Task -
Scan the listing below for the word "with" and copy every line that has it.

-------- Data

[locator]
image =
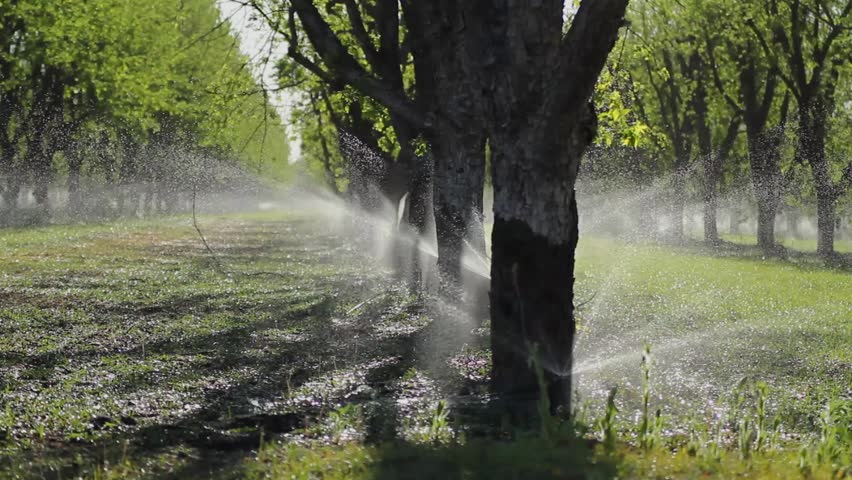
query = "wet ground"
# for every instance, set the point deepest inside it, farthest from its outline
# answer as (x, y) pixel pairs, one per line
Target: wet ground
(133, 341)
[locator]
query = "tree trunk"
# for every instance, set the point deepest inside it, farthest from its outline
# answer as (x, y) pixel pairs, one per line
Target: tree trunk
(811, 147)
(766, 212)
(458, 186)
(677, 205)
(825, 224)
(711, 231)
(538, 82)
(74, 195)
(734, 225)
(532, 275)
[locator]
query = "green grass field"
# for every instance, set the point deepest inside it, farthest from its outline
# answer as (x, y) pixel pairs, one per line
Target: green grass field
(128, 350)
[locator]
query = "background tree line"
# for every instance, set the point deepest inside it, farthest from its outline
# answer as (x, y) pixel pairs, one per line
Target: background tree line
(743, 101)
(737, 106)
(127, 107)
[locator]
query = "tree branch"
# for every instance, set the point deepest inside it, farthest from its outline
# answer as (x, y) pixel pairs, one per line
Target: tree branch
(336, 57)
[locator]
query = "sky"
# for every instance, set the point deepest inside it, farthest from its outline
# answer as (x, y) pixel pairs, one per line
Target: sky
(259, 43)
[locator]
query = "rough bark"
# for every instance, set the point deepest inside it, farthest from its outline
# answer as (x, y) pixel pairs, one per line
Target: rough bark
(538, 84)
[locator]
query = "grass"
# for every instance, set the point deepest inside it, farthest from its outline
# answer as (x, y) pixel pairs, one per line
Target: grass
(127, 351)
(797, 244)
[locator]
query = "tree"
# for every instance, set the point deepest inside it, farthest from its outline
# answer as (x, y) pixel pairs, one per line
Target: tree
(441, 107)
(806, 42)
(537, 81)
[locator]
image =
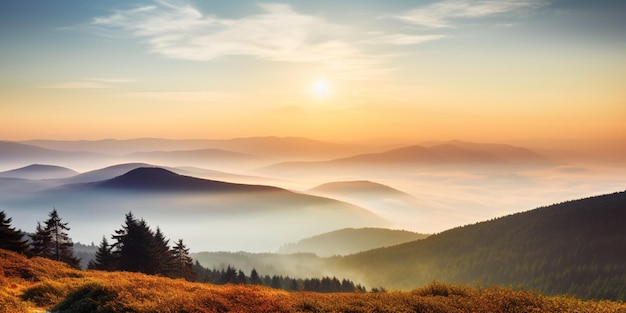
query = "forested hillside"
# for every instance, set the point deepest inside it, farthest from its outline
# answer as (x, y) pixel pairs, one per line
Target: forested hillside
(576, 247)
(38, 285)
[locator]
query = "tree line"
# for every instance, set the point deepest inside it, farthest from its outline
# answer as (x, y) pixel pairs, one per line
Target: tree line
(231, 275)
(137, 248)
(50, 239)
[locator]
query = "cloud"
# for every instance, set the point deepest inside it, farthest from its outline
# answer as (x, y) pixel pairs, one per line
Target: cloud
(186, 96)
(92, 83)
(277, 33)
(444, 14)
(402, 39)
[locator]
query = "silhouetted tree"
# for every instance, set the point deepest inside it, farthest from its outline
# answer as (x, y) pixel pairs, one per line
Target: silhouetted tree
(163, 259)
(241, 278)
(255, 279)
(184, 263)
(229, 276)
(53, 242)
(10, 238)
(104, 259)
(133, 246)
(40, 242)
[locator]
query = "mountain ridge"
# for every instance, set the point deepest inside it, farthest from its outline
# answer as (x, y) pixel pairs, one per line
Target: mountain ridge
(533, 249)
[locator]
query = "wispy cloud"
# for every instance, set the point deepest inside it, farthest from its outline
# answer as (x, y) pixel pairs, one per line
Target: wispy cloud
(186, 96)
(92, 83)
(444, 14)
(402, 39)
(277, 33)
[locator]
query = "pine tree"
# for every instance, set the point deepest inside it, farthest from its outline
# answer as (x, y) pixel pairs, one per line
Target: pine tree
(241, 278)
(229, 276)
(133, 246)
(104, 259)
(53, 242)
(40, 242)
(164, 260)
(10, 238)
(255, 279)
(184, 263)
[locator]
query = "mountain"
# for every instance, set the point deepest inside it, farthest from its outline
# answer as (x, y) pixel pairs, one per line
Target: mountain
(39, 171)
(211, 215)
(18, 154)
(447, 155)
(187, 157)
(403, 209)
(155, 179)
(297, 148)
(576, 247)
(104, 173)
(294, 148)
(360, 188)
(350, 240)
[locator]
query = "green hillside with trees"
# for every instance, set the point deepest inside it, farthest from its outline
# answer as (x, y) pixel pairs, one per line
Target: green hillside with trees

----------------
-------- Data

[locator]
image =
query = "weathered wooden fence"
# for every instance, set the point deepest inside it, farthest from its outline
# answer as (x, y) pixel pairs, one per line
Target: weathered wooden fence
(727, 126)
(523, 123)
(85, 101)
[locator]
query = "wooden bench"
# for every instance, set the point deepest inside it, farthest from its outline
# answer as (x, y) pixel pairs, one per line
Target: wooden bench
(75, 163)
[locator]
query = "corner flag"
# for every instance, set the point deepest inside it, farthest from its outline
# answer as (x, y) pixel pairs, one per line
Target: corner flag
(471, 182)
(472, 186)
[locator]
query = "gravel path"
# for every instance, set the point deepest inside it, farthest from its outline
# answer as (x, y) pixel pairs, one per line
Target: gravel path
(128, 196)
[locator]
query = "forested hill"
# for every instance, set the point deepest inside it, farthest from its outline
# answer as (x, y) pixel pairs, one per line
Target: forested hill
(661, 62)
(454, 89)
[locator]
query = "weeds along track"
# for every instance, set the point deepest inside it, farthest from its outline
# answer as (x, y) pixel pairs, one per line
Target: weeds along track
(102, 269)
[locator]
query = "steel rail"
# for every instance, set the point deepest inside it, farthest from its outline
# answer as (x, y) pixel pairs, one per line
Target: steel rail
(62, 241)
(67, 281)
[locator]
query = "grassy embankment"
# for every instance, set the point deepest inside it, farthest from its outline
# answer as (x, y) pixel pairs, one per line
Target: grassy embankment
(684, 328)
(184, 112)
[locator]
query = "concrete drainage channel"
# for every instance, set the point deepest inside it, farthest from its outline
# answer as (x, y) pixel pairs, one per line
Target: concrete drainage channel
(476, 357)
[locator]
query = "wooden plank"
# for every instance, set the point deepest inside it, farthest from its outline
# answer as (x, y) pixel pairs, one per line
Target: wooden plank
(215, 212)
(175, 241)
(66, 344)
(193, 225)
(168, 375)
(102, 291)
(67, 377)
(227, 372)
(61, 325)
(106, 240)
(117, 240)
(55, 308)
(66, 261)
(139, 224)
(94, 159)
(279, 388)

----------------
-------- Data

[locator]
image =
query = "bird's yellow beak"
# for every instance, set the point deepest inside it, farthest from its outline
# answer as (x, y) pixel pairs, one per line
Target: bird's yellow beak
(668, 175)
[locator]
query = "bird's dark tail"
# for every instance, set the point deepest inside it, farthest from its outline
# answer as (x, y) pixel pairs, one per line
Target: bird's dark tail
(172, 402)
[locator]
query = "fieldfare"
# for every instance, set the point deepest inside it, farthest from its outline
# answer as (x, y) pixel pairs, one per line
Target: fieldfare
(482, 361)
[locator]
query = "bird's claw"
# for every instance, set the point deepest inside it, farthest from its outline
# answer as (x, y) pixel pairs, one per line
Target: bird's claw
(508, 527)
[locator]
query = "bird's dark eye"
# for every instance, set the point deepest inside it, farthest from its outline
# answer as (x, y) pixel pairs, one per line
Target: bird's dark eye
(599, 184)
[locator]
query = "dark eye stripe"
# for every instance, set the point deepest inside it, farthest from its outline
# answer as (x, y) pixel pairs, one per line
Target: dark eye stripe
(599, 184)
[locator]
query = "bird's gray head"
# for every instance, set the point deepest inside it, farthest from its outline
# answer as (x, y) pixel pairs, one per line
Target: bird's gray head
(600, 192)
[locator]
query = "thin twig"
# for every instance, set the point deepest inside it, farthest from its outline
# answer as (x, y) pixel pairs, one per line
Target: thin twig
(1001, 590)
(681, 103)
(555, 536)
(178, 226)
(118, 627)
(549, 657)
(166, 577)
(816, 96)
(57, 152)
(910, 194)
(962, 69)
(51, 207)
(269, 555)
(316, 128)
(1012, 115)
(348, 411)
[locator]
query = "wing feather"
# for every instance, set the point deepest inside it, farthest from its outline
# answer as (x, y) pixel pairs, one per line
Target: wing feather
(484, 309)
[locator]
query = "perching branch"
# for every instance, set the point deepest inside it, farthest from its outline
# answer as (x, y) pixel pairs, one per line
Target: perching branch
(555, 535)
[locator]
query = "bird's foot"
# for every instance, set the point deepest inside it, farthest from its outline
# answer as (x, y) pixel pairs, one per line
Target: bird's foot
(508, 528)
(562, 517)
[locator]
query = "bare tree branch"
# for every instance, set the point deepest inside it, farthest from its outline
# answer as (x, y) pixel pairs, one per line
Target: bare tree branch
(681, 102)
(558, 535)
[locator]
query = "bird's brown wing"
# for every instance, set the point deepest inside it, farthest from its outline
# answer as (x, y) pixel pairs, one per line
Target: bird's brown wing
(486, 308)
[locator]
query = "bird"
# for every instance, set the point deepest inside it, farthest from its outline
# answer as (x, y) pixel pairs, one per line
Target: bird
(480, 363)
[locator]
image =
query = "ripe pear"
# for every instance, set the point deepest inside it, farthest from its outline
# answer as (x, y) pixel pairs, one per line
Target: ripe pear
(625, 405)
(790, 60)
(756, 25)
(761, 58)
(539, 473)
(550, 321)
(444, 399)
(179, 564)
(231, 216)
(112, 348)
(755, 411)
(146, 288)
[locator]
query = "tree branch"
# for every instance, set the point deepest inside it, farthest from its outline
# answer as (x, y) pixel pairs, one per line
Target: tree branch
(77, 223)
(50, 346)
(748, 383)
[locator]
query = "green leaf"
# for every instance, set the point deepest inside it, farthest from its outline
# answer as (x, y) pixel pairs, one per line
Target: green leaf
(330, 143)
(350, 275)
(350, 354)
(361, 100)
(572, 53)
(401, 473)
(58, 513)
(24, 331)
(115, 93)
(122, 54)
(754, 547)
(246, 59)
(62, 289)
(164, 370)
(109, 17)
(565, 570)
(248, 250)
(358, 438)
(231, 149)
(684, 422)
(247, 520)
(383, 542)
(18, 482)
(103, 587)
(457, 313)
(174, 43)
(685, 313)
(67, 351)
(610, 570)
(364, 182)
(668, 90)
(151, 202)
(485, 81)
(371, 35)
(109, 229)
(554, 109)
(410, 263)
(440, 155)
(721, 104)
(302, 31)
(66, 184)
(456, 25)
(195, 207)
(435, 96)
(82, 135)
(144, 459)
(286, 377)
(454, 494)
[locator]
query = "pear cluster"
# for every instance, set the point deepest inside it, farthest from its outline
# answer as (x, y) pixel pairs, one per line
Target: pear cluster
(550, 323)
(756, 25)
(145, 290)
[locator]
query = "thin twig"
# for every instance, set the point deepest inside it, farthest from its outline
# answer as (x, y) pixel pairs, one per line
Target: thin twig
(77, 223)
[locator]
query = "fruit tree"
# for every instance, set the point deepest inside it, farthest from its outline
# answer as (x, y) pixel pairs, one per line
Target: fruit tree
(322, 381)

----------------

Reply to the task -
query = "green hillside with trees"
Target: green hillside with trees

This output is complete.